Data rows:

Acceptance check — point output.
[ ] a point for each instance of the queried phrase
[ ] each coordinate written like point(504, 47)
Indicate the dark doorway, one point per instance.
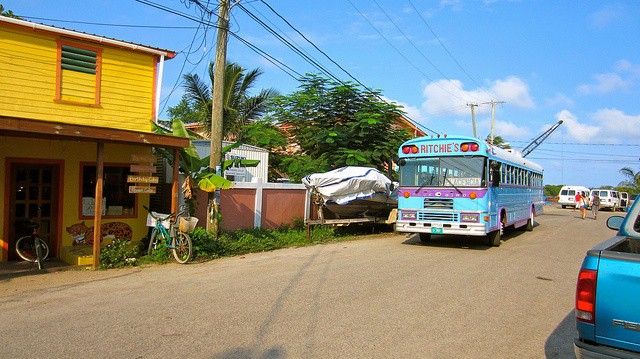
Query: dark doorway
point(34, 195)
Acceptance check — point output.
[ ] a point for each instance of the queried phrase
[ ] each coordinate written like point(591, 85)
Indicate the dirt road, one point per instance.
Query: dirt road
point(383, 296)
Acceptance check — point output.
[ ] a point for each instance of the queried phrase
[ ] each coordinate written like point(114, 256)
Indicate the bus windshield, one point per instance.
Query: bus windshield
point(467, 171)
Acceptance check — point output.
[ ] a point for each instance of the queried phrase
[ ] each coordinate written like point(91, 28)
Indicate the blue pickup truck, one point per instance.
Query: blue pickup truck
point(608, 293)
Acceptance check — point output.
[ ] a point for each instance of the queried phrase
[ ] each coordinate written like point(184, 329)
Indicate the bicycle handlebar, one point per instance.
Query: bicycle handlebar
point(176, 215)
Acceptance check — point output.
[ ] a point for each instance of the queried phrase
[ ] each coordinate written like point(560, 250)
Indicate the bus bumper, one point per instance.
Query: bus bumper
point(466, 229)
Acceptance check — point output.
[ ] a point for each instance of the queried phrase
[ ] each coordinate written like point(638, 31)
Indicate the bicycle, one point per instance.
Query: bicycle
point(177, 241)
point(32, 248)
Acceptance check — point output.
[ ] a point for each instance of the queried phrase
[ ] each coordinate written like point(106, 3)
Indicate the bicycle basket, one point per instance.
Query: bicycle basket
point(188, 224)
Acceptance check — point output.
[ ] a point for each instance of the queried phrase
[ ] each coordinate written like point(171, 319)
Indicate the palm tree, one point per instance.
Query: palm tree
point(633, 179)
point(239, 106)
point(499, 141)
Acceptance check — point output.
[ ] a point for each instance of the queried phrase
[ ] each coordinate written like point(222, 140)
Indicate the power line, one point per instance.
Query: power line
point(111, 25)
point(280, 38)
point(339, 66)
point(447, 50)
point(583, 160)
point(268, 57)
point(588, 153)
point(401, 54)
point(585, 144)
point(416, 47)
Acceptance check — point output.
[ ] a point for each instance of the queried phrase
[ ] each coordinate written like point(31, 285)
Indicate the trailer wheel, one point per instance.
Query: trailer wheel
point(493, 238)
point(425, 237)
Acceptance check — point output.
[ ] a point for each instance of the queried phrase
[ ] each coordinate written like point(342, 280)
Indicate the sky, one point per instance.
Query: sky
point(576, 61)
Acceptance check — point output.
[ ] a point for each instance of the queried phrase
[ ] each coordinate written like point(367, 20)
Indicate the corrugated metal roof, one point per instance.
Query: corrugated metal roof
point(88, 37)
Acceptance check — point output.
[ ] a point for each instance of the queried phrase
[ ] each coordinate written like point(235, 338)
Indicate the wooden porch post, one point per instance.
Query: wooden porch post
point(176, 180)
point(97, 213)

Task objective:
Can you rewrite the lines from the very first one through the line holding "point(467, 171)", both included, with "dirt road" changed to "gravel road" and everything else left as it is? Omit the pictures from your answer.

Task output:
Acceptance check — point output.
[ ] a point for each instance of the queried phrase
[ ] each coordinate written like point(504, 47)
Indicate the dark doorway, one point per instance.
Query: dark doorway
point(34, 195)
Acceptance check — point output.
[ ] a point for each instance of the queried phrase
[ ] each coordinate written like point(591, 85)
Indicate the gravel road, one point per instance.
Query: gravel road
point(383, 296)
Acceptance check — point output.
[ ] a point for each instance of the queried phrase
[ ] each coordinate written like point(114, 256)
Indicate the bus windshield, one point per instance.
Query: bus windshield
point(467, 171)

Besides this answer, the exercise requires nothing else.